→ **What you will do**: Report every line in the records below that holds the word "with".

→ **Data provided**:

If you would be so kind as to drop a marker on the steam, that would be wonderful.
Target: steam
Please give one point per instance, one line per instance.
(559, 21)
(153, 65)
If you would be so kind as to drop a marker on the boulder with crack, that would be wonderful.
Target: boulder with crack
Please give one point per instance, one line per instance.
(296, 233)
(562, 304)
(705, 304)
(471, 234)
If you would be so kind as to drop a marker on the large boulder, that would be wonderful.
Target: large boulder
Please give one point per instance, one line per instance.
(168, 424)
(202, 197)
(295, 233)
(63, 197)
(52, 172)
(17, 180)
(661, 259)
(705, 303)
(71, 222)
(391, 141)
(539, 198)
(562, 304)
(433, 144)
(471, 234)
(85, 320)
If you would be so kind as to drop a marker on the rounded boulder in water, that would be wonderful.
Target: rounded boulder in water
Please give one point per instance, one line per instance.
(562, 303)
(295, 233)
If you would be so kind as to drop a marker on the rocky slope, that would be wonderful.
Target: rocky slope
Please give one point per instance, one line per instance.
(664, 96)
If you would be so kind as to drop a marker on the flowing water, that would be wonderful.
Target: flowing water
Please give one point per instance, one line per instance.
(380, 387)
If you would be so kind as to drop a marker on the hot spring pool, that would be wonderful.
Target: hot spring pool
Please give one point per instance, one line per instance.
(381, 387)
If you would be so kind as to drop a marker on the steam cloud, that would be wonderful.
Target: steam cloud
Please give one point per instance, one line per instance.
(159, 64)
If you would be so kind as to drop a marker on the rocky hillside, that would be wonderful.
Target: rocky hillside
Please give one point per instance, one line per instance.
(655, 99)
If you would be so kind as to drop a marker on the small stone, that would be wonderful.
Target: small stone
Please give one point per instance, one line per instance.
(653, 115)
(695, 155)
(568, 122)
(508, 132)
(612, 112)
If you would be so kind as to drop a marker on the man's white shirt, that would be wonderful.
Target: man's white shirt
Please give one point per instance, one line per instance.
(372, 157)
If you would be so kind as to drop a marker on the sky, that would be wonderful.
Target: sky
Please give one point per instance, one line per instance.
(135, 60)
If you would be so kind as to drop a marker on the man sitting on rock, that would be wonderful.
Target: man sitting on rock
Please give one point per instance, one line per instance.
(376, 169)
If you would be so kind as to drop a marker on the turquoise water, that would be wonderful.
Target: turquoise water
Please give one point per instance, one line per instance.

→ **Solution to the problem**:
If you would be so kind as to drop a marker on the boulder with crack, that would be wonderful.
Target: boulder with crack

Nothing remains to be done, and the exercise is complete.